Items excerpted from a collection
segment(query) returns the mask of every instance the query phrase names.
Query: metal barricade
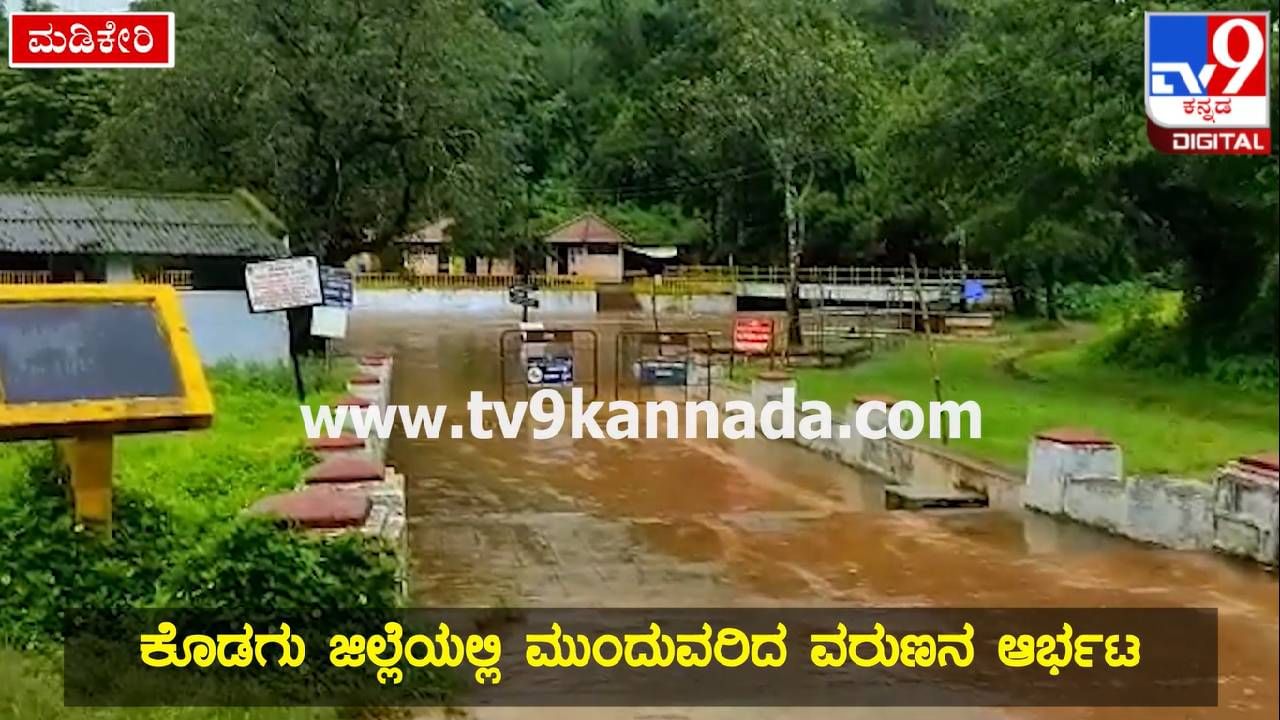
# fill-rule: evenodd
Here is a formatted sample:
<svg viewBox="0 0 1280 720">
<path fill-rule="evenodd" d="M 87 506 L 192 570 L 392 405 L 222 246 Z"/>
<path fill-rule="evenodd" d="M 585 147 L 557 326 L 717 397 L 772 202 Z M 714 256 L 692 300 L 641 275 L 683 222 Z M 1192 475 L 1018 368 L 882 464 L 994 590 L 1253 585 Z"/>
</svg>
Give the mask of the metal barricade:
<svg viewBox="0 0 1280 720">
<path fill-rule="evenodd" d="M 599 395 L 600 341 L 588 329 L 509 329 L 498 340 L 502 400 L 524 400 L 544 388 L 584 388 L 584 400 Z"/>
<path fill-rule="evenodd" d="M 613 397 L 639 400 L 645 388 L 682 388 L 685 400 L 710 400 L 712 336 L 705 331 L 622 331 L 614 348 Z"/>
</svg>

● **What is expected**: Retype every line of the items above with no changes, leaving out the pictures.

● **Exercise result**:
segment(query) returns the mask of every instance the query phrase names.
Query: metal barricade
# fill-rule: evenodd
Here is a formatted sample:
<svg viewBox="0 0 1280 720">
<path fill-rule="evenodd" d="M 87 506 L 192 570 L 392 405 L 222 246 Z"/>
<path fill-rule="evenodd" d="M 585 147 L 557 326 L 717 397 L 772 202 Z M 714 256 L 692 300 L 641 275 L 683 222 Z M 1192 475 L 1018 368 L 882 464 L 994 590 L 1253 585 Z"/>
</svg>
Give the mask of the metal barricade:
<svg viewBox="0 0 1280 720">
<path fill-rule="evenodd" d="M 599 395 L 600 341 L 588 329 L 509 329 L 498 340 L 502 400 L 524 400 L 544 388 L 584 388 L 584 400 Z"/>
<path fill-rule="evenodd" d="M 613 397 L 639 400 L 645 388 L 682 388 L 685 400 L 710 400 L 712 336 L 705 331 L 622 331 L 614 348 Z"/>
</svg>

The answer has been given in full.